(Point annotation data)
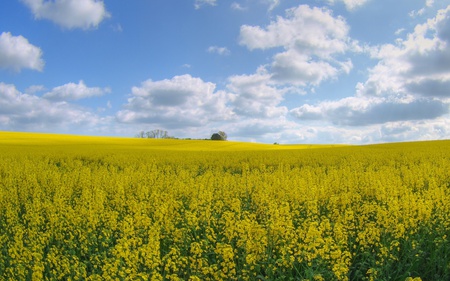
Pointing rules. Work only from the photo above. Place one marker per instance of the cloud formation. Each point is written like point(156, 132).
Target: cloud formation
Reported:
point(200, 3)
point(181, 102)
point(70, 14)
point(418, 65)
point(410, 83)
point(223, 51)
point(19, 111)
point(312, 38)
point(17, 53)
point(350, 4)
point(72, 91)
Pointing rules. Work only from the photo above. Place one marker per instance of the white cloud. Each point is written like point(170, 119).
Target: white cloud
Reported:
point(237, 6)
point(223, 51)
point(19, 111)
point(350, 4)
point(418, 65)
point(310, 37)
point(200, 3)
point(83, 14)
point(72, 91)
point(362, 111)
point(17, 53)
point(183, 101)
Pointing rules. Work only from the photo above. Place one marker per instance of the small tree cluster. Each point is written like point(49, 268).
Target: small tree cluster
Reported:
point(155, 134)
point(219, 136)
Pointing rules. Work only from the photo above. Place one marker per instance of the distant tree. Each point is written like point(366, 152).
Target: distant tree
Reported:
point(219, 136)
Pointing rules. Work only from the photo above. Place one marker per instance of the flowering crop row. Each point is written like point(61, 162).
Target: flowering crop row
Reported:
point(109, 210)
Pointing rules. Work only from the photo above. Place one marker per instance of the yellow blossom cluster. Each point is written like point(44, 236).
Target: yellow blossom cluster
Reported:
point(127, 209)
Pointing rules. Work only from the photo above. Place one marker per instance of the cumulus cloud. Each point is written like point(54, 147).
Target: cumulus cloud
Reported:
point(357, 111)
point(17, 53)
point(72, 91)
point(200, 3)
point(237, 6)
point(418, 65)
point(350, 4)
point(255, 96)
point(183, 101)
point(311, 39)
point(70, 14)
point(19, 111)
point(218, 50)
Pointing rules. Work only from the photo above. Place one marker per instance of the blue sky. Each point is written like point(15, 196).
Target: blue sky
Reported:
point(323, 71)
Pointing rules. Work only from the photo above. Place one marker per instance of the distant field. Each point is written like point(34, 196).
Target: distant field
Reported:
point(101, 208)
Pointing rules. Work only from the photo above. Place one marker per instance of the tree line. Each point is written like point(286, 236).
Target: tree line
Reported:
point(162, 134)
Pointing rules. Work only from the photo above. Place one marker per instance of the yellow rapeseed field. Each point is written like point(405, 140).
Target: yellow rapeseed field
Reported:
point(92, 208)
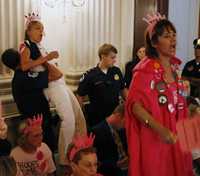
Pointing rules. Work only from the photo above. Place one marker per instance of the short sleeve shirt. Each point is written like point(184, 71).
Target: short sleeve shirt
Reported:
point(192, 69)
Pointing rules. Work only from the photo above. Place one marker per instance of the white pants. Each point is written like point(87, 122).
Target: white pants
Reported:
point(57, 94)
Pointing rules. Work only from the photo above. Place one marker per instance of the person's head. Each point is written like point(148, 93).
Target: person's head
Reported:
point(196, 44)
point(116, 119)
point(34, 28)
point(107, 54)
point(160, 39)
point(11, 58)
point(8, 166)
point(193, 106)
point(82, 156)
point(30, 133)
point(141, 52)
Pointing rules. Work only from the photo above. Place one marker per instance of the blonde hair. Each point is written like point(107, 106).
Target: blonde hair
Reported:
point(8, 166)
point(30, 25)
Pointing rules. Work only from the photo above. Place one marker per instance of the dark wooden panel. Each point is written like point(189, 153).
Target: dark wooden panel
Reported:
point(142, 8)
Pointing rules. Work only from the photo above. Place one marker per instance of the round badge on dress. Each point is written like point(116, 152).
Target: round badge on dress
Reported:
point(33, 74)
point(161, 86)
point(116, 77)
point(171, 108)
point(162, 99)
point(152, 84)
point(156, 65)
point(190, 68)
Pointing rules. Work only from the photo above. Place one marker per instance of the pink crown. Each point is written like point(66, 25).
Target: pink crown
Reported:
point(152, 20)
point(31, 17)
point(81, 142)
point(30, 123)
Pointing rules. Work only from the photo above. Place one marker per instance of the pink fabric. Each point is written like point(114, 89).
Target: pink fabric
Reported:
point(149, 155)
point(189, 133)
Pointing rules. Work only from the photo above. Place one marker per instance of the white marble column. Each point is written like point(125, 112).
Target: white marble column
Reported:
point(77, 33)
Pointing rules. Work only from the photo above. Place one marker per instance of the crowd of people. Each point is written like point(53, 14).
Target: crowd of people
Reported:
point(129, 125)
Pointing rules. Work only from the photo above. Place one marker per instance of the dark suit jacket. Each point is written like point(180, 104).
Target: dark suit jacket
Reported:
point(107, 149)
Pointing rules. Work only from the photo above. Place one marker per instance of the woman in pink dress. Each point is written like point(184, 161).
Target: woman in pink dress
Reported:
point(154, 104)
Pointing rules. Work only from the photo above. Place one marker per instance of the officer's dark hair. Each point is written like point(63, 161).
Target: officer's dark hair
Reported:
point(196, 43)
point(105, 49)
point(11, 58)
point(157, 31)
point(119, 109)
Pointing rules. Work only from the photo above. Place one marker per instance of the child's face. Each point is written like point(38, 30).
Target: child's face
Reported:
point(87, 166)
point(35, 32)
point(110, 59)
point(166, 45)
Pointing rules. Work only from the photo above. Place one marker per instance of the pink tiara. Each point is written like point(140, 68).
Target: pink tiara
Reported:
point(3, 128)
point(152, 20)
point(81, 142)
point(30, 123)
point(31, 17)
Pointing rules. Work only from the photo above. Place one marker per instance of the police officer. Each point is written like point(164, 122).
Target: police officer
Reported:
point(191, 71)
point(103, 85)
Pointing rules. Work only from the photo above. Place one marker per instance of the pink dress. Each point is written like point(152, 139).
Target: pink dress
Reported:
point(149, 154)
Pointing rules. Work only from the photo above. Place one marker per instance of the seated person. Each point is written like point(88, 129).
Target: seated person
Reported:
point(110, 142)
point(191, 71)
point(60, 95)
point(131, 64)
point(33, 157)
point(82, 156)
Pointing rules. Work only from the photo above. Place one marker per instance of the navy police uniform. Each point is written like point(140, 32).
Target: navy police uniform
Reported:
point(103, 91)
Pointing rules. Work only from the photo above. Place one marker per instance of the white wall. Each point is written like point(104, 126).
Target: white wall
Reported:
point(78, 33)
point(184, 14)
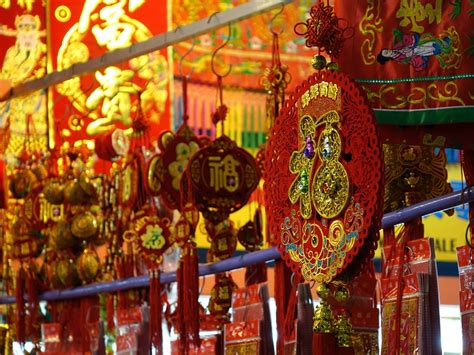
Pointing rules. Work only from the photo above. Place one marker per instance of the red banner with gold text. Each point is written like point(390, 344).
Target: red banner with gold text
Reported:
point(89, 106)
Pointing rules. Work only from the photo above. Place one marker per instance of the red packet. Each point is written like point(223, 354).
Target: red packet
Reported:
point(251, 303)
point(466, 295)
point(243, 338)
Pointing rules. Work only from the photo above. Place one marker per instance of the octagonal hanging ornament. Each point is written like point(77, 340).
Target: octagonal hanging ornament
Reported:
point(323, 176)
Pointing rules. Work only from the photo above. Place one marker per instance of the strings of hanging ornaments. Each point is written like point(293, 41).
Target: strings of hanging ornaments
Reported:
point(222, 176)
point(323, 180)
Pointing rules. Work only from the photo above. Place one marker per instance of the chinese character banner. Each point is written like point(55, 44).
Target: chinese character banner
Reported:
point(23, 120)
point(413, 57)
point(89, 106)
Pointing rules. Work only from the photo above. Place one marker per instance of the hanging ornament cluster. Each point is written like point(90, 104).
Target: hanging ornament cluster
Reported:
point(223, 176)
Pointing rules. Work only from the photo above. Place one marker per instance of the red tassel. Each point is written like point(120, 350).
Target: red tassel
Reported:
point(290, 315)
point(180, 326)
point(156, 310)
point(20, 306)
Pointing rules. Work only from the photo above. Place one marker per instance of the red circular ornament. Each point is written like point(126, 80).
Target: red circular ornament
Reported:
point(323, 176)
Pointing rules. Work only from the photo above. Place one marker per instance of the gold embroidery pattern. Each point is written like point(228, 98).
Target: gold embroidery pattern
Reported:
point(368, 26)
point(330, 189)
point(390, 96)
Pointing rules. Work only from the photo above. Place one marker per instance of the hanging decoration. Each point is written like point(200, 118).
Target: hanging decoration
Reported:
point(413, 59)
point(223, 176)
point(323, 174)
point(96, 105)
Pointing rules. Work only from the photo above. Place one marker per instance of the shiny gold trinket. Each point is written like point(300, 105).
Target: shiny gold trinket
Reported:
point(84, 225)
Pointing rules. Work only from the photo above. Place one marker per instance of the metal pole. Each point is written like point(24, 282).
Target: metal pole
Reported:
point(390, 219)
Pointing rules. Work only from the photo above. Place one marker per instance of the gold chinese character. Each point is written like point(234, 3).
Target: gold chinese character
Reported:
point(223, 173)
point(412, 12)
point(5, 4)
point(314, 91)
point(332, 91)
point(113, 32)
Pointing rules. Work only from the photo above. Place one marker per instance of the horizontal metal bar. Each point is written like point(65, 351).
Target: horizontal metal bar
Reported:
point(390, 219)
point(163, 40)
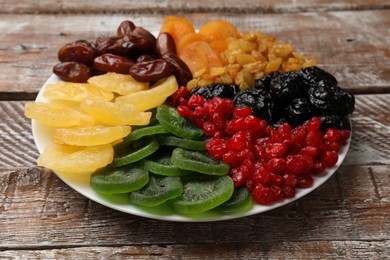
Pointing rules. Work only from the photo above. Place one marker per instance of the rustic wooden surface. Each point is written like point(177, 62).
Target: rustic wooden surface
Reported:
point(347, 217)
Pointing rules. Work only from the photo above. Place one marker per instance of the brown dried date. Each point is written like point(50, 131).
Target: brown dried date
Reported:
point(125, 45)
point(113, 63)
point(143, 33)
point(148, 71)
point(72, 71)
point(145, 58)
point(165, 44)
point(79, 51)
point(125, 28)
point(181, 70)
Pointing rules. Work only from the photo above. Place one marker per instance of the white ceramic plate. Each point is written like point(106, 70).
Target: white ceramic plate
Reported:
point(42, 137)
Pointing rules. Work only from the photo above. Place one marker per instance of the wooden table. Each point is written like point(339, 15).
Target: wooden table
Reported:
point(347, 217)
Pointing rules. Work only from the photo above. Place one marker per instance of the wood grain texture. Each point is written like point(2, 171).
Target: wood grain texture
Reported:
point(346, 218)
point(353, 45)
point(183, 6)
point(38, 212)
point(370, 139)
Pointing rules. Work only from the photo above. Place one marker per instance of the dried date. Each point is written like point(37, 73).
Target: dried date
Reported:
point(181, 70)
point(126, 27)
point(148, 71)
point(79, 51)
point(113, 63)
point(72, 71)
point(165, 44)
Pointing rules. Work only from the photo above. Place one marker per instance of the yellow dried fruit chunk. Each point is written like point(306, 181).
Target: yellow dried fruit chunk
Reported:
point(76, 159)
point(90, 135)
point(111, 113)
point(75, 91)
point(118, 83)
point(153, 97)
point(57, 115)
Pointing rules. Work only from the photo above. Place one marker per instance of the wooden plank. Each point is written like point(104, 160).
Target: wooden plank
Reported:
point(154, 6)
point(229, 251)
point(351, 45)
point(38, 211)
point(370, 139)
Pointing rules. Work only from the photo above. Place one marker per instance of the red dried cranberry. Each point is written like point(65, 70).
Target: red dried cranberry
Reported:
point(263, 195)
point(304, 181)
point(314, 124)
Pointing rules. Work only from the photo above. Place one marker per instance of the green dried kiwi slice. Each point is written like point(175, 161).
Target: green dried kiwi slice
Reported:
point(158, 190)
point(202, 193)
point(119, 180)
point(201, 162)
point(144, 131)
point(240, 200)
point(176, 124)
point(134, 151)
point(170, 140)
point(160, 163)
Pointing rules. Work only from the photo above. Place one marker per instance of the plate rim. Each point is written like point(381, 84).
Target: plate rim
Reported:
point(42, 140)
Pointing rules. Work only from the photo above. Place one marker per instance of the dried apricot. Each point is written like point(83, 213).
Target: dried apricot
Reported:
point(57, 115)
point(187, 39)
point(200, 55)
point(217, 32)
point(153, 97)
point(111, 113)
point(76, 159)
point(75, 91)
point(90, 135)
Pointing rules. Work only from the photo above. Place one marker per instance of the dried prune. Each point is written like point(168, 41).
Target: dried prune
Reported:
point(331, 99)
point(264, 82)
point(298, 110)
point(313, 75)
point(203, 91)
point(286, 86)
point(258, 100)
point(221, 90)
point(335, 121)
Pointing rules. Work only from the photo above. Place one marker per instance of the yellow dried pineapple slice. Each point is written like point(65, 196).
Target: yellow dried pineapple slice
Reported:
point(111, 113)
point(75, 91)
point(57, 115)
point(118, 83)
point(76, 159)
point(90, 135)
point(153, 97)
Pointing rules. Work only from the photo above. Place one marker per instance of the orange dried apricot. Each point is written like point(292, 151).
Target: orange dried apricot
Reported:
point(200, 55)
point(177, 27)
point(217, 32)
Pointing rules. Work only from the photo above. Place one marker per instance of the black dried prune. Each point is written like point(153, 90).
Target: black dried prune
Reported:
point(313, 75)
point(259, 100)
point(225, 90)
point(264, 82)
point(216, 90)
point(286, 86)
point(335, 121)
point(203, 91)
point(331, 99)
point(299, 110)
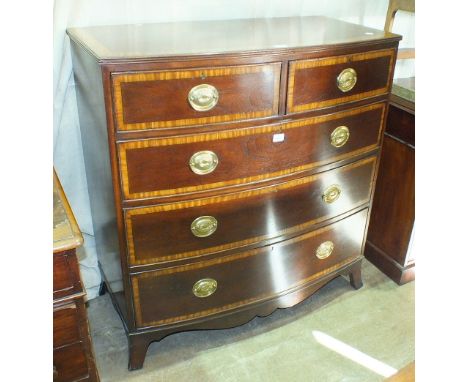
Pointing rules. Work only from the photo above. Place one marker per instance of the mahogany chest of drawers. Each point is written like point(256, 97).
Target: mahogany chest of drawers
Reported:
point(230, 164)
point(73, 354)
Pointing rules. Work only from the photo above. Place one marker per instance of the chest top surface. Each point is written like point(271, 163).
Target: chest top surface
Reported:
point(195, 38)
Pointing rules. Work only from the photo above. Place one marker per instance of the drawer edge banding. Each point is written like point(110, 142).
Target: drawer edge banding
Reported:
point(224, 259)
point(329, 61)
point(221, 199)
point(124, 146)
point(121, 77)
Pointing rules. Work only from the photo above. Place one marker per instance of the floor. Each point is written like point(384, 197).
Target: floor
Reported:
point(338, 334)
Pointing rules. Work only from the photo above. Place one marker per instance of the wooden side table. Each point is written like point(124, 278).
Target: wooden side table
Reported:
point(73, 353)
point(391, 224)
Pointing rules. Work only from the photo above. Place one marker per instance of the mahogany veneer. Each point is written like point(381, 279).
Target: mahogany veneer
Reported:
point(286, 145)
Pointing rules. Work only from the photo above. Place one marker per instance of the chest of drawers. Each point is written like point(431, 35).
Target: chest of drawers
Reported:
point(230, 164)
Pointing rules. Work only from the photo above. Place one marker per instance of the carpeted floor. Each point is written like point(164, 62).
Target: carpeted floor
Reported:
point(338, 334)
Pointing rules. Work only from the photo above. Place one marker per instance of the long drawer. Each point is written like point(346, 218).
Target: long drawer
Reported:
point(178, 165)
point(325, 82)
point(225, 283)
point(173, 98)
point(193, 228)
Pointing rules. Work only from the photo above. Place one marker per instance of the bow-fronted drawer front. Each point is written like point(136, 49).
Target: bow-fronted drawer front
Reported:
point(195, 163)
point(324, 82)
point(176, 98)
point(194, 228)
point(219, 285)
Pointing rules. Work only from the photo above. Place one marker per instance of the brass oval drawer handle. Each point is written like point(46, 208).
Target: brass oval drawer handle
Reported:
point(203, 97)
point(346, 80)
point(324, 250)
point(204, 287)
point(203, 162)
point(331, 194)
point(339, 136)
point(204, 226)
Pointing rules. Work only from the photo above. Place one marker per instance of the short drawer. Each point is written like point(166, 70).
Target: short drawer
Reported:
point(70, 363)
point(174, 98)
point(223, 284)
point(193, 163)
point(325, 82)
point(66, 329)
point(194, 228)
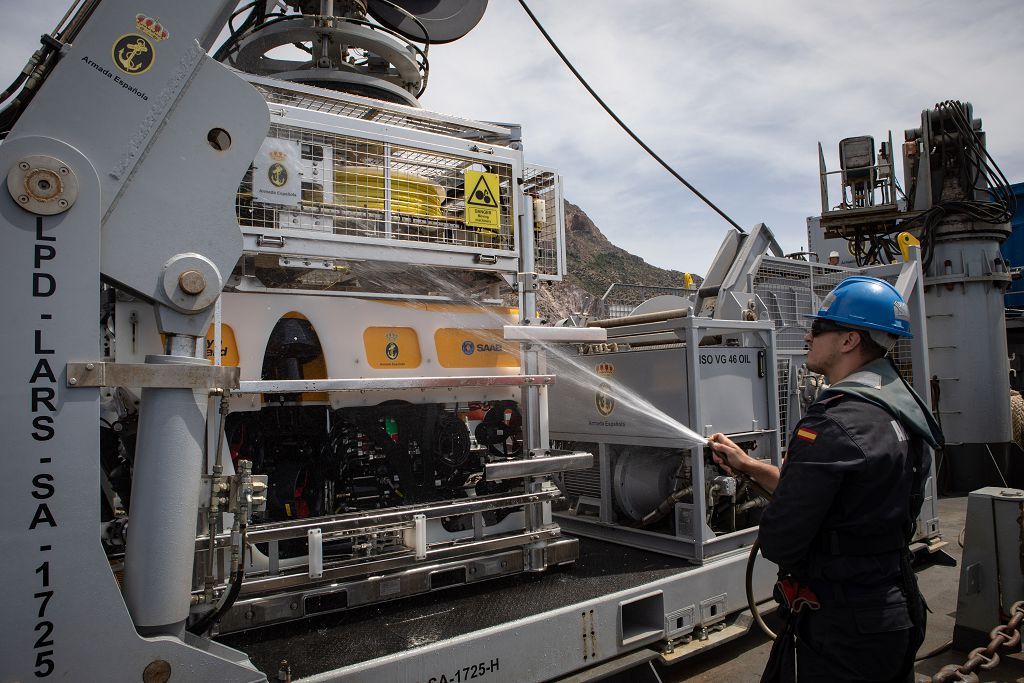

- **Work to do**
Copy word for word the lines from the line containing "like point(110, 142)." to the line containing "point(219, 285)", both of those lines included.

- **Result below**
Pointing rules. Work only from the photo above. Place one marker per instance of the drawer edge banding. Each point is written like point(110, 142).
Target: drawer edge banding
Reported:
point(224, 259)
point(329, 61)
point(221, 199)
point(124, 146)
point(121, 77)
Pointing rules. Work only from the photo above. Place one marker per instance of the floor. Each point is written like point(384, 197).
Target: floor
Reported:
point(338, 334)
Pointing rules. Work only from the photo above. Place one marker per instance of the wooden side table. Each point is written like point(124, 278).
Target: wooden side table
Reported:
point(73, 353)
point(391, 224)
Pointing rules. Work only from the photo above. Place one marker per instance of the mahogany veneer. Each point is written like point(381, 279).
Target: mahogany veneer
Reported:
point(286, 145)
Pointing rules. Work only from the photo above. Place one marker per instance of the chest of drawers. Each point is written like point(431, 35).
Target: chest of drawers
Reported:
point(230, 164)
Pointing rules. Work only from the photo above. Place one marker per instance of the carpeted floor. Each point is written like point(164, 62).
Target: carpeted floor
Reported:
point(338, 334)
Pointing rules. Work only from the photo above. Place one marker per instance of the long drawer. Each point is written like point(346, 218).
Target: long drawer
Reported:
point(178, 165)
point(325, 82)
point(225, 283)
point(173, 98)
point(193, 228)
Pointing rules. Work only from the photo above. Place one marker per instance of the bow-fronted drawer front. Each point is written like point(136, 49).
Target: bow-fronted drawer front
Reported:
point(195, 163)
point(324, 82)
point(176, 98)
point(194, 228)
point(219, 285)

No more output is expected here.